### Directions for this task
Reproduce the lines below exactly, from the one containing "Where can you see the small" through the one containing "Where can you see the dust plume?", both included. Leave out any pictures.

++++ Given records ++++

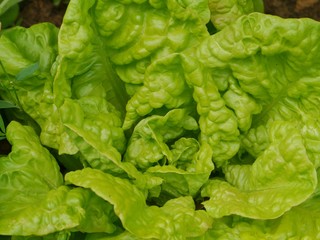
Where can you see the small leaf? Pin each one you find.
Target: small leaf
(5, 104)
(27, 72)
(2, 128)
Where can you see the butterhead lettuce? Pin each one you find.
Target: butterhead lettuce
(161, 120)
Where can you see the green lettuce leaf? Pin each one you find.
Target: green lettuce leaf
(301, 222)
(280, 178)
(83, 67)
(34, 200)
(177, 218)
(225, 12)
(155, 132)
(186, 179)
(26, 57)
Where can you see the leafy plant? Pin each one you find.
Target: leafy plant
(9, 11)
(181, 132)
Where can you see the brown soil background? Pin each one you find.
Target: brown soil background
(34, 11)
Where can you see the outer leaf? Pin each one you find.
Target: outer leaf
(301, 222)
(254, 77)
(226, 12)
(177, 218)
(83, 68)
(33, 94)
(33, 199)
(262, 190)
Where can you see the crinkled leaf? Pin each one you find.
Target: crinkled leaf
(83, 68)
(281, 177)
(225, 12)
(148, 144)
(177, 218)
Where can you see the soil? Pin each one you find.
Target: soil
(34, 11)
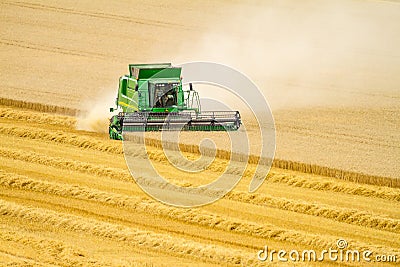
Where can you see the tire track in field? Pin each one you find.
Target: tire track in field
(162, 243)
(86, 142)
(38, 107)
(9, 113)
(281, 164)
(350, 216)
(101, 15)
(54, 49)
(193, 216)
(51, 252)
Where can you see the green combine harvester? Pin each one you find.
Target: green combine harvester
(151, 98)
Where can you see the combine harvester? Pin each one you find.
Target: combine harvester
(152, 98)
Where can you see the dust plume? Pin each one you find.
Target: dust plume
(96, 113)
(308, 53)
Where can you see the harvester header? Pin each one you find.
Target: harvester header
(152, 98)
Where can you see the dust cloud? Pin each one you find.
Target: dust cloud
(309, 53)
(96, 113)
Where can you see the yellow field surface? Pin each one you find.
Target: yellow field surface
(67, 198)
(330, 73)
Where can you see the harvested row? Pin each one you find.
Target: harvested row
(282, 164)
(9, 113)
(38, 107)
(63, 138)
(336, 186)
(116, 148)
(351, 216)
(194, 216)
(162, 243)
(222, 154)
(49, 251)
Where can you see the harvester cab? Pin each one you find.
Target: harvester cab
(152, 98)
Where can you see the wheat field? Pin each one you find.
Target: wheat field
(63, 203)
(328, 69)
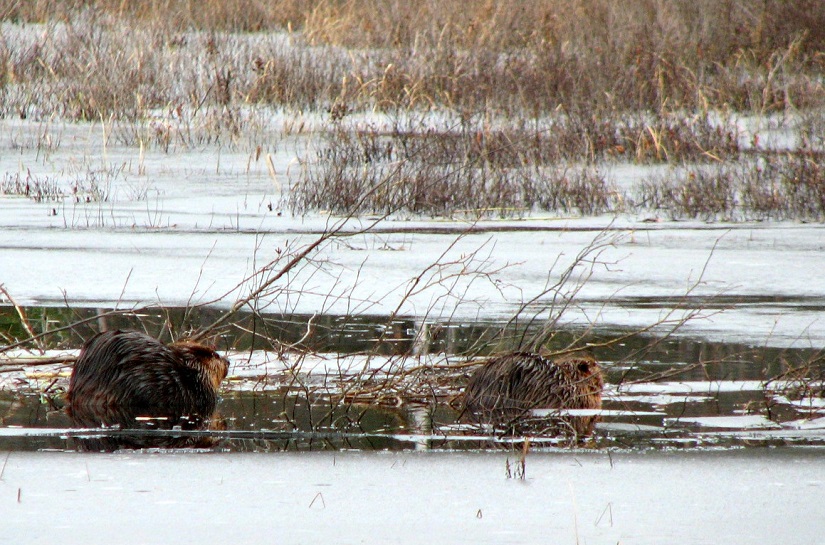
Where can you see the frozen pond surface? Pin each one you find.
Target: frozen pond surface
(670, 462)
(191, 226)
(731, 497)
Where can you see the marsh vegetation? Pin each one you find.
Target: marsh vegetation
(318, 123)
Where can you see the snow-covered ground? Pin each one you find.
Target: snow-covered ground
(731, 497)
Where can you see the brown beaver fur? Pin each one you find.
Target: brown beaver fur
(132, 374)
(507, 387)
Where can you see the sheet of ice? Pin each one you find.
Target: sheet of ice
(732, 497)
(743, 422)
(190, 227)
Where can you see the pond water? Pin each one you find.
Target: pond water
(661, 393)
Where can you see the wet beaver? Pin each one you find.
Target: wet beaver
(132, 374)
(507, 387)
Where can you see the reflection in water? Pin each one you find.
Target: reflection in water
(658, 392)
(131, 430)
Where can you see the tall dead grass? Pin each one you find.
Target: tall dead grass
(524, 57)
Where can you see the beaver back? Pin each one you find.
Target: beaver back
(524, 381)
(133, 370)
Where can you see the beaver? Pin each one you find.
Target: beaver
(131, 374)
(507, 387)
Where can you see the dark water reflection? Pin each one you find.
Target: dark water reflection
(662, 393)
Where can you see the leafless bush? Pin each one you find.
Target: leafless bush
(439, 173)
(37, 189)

++++
++++ Given records ++++

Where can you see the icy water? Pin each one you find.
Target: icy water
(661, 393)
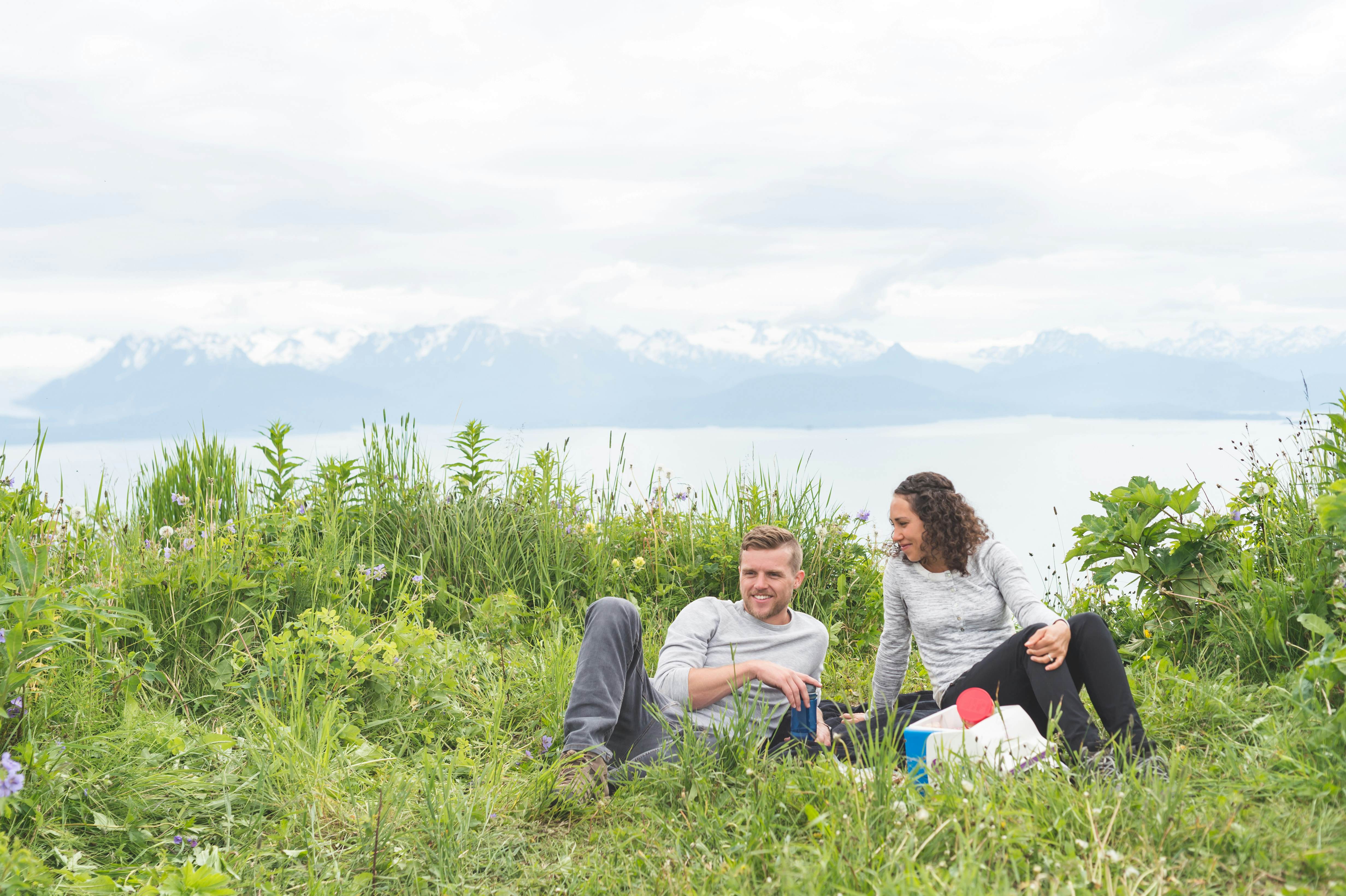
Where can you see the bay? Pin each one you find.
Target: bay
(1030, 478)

++++

### Answer for this exercise
Where can you see the small leaf? Pin each one you find.
Target: small leaf
(5, 104)
(27, 72)
(2, 128)
Where can you see the butterhead lettuce? Pin each one you find.
Target: butterhead lettuce
(161, 120)
Where can you see the green lettuce leaf? Pin each one you find.
Target: green lettuce leaf
(301, 222)
(280, 178)
(83, 67)
(34, 200)
(177, 218)
(225, 12)
(155, 132)
(186, 179)
(26, 57)
Where can you see the leafy plant? Pin each one you find.
Target: leafy plant
(9, 11)
(181, 132)
Where can you see the brown soil background? Pin each one you find.
Target: brown soil background
(34, 11)
Where can you see the outer leaf? Pin each one you find.
Target: outer leaf
(301, 222)
(254, 77)
(226, 12)
(177, 218)
(83, 68)
(33, 94)
(33, 199)
(262, 190)
Where can you see the crinkled leaf? Pin each one you find.
Target: crinkled leaf
(83, 68)
(281, 177)
(225, 12)
(148, 144)
(177, 218)
Where can you see the soil? Pin each one you find.
Target: soil
(34, 11)
Where can you see the tire track in field? Pin each one you find.
Target: tire track in field
(162, 243)
(86, 142)
(38, 107)
(9, 113)
(281, 164)
(350, 216)
(101, 15)
(54, 49)
(193, 216)
(51, 252)
Where can you see the green combine harvester? Pin each one you find.
Target: green combine harvester
(151, 98)
Where can you see the combine harvester? Pin each one you find.
Target: combine harvester
(152, 98)
Where can you see the dust plume? Pin each one you find.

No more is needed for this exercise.